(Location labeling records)
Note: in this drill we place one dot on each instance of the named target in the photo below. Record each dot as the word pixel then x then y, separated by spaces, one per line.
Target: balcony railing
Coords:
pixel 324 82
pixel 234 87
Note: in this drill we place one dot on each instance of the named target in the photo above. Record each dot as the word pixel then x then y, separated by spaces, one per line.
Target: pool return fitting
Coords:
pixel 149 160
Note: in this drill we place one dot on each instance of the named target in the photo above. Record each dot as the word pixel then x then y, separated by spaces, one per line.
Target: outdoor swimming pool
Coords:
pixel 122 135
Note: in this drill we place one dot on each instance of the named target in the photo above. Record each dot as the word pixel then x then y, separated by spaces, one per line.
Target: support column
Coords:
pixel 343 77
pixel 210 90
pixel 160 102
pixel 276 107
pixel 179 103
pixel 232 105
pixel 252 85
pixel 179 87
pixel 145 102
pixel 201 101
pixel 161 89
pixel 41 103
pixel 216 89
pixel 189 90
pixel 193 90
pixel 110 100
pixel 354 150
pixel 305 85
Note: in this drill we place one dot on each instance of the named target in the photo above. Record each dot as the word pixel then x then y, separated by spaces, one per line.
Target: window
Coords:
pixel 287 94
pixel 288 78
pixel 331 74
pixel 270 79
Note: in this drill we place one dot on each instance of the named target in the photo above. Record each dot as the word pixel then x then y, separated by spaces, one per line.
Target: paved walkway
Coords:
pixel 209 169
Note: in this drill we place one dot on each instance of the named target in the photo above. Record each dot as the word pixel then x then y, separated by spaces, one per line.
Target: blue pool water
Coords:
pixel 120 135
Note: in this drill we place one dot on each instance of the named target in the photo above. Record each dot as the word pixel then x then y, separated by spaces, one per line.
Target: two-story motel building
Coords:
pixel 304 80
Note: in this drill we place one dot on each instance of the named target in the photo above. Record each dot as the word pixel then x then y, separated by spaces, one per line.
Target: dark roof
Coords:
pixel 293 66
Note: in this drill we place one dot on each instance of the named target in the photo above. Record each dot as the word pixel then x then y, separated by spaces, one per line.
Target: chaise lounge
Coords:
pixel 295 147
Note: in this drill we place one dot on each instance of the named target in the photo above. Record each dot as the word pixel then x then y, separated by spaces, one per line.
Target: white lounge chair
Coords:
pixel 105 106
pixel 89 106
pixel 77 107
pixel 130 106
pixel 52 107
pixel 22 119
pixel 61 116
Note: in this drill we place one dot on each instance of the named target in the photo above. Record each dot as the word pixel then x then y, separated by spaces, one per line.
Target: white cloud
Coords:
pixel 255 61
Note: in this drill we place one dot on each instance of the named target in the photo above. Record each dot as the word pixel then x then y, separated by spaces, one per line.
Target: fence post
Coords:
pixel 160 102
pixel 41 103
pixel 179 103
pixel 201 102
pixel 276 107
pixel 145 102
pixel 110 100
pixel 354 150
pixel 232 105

- **GIVEN PROBLEM**
Reproduce the part of the material that runs from its start through the line containing "pixel 234 87", substituting "deck railing" for "balcony railing" and leaving everything else unchanged.

- **ANSWER**
Note: in this drill we place one dot on each instance of the named target in the photo below. Record each dot as the word pixel then x then y, separated by spaces, one per line.
Target: deck railing
Coords:
pixel 324 82
pixel 234 87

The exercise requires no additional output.